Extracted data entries
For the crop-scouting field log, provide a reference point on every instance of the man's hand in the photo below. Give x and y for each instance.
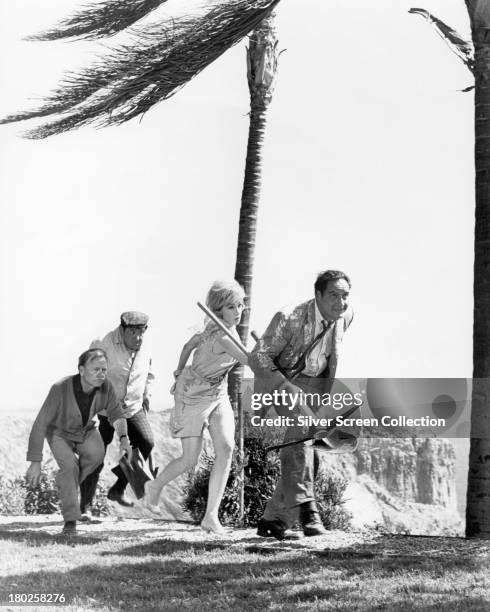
(33, 473)
(125, 447)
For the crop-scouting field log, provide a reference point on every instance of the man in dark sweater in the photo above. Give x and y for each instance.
(67, 421)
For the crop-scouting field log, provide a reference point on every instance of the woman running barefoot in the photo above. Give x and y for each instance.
(201, 400)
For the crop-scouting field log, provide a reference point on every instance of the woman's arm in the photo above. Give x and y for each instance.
(232, 350)
(189, 346)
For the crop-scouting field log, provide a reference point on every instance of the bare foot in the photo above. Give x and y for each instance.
(212, 526)
(150, 500)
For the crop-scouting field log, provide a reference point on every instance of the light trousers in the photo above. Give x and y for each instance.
(75, 461)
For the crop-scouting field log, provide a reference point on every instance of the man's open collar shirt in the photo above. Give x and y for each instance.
(130, 372)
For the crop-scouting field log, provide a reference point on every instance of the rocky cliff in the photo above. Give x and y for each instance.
(400, 485)
(405, 485)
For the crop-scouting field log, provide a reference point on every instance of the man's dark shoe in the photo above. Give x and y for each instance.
(69, 528)
(310, 519)
(118, 496)
(276, 529)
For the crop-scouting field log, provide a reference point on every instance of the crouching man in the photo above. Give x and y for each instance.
(67, 421)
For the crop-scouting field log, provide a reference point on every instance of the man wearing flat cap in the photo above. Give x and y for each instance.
(130, 372)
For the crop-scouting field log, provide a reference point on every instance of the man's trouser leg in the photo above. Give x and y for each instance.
(74, 469)
(295, 485)
(140, 436)
(89, 486)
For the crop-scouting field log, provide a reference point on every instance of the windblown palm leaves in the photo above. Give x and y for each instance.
(458, 45)
(98, 20)
(160, 59)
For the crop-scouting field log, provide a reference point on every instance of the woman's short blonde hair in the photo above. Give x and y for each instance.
(224, 293)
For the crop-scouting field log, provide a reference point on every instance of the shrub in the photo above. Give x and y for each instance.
(329, 493)
(261, 474)
(100, 505)
(17, 497)
(12, 495)
(43, 498)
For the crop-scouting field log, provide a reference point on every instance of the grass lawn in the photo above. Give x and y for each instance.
(147, 564)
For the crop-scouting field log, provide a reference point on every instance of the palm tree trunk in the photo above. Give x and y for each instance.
(478, 494)
(262, 57)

> _Given task_
Rewrite all of the records above, changing "crop-scouting field log" to "garden survey log" wherever it occurs and keeping everything else the same. Leave the pictures out of your answer.

> _Expected answer_
For the garden survey log, provide a reference point on every instance of the man's hand in the photo below. Give x and y for each instance.
(33, 473)
(125, 447)
For the garden survey log, provide a reference point on every instance of the man in dark sweater in the photo above. Give x and y for each instance.
(67, 421)
For the garden survey log, provide a reference point on every instance of the woman running barefoot in the photo above. Give x and y for each instance.
(201, 400)
For the garden survey log, provide a reference point on every instance of the woman's arm in the photo above. Give x and y for each instance.
(232, 350)
(189, 346)
For the garden survey log, provide a reference point on every instance of the bare foot in the photo above. Give x and y for each instance.
(212, 526)
(150, 500)
For the garden survey log, provide a reference point on every instance of the light trousers in the photo above. Give x and y for each instance.
(75, 461)
For the garden survey log, provide a reference point on every instance of the man's open collar shirt in the photo above. Give x and y for each instance.
(130, 372)
For the garden survey log, provide a reference point on every instance of the rocky cliff in the photo above. Give x and y for each instance.
(400, 485)
(405, 485)
For the garden survey log, provide a reference point on every instance of the man's dark shoe in the photo above. Give x and y for each instance.
(69, 528)
(310, 519)
(118, 496)
(276, 529)
For the garden survey log, provide a reference point on every instance of the crouching man in the photo above. Give x and y for each instance.
(67, 421)
For the garden survey log, provide a reference point on every instance of the man wearing flat cap in the photo above. Give x and y for each instance.
(130, 372)
For the garden survey log, provide a reference point on every instance of the man's trouser leg in the photo above. Give x and y for each instance.
(74, 469)
(295, 485)
(140, 436)
(89, 486)
For the garden survey log, provide a reference point on every instance of the windblown palm leaves in the photo above. Give x and y for each instance.
(458, 45)
(98, 20)
(160, 59)
For the garden survey log, provide a reference point on every instance of the woman's short blonde hair in the photo above. Give x and y for each instance.
(224, 293)
For the garden survey log, provide a reference point on every instance of the shrub in the photo above. Give x and y for each instance.
(329, 493)
(261, 474)
(100, 505)
(17, 497)
(12, 495)
(43, 498)
For the garden survey log, provide a reference point on every instance of the grass lawn in the photo above. Give x and y for each instance.
(147, 564)
For the garden survey log, provide a reference point on every instance of the palm tree trunk in the photo above. Give x and y for each instance.
(478, 494)
(262, 57)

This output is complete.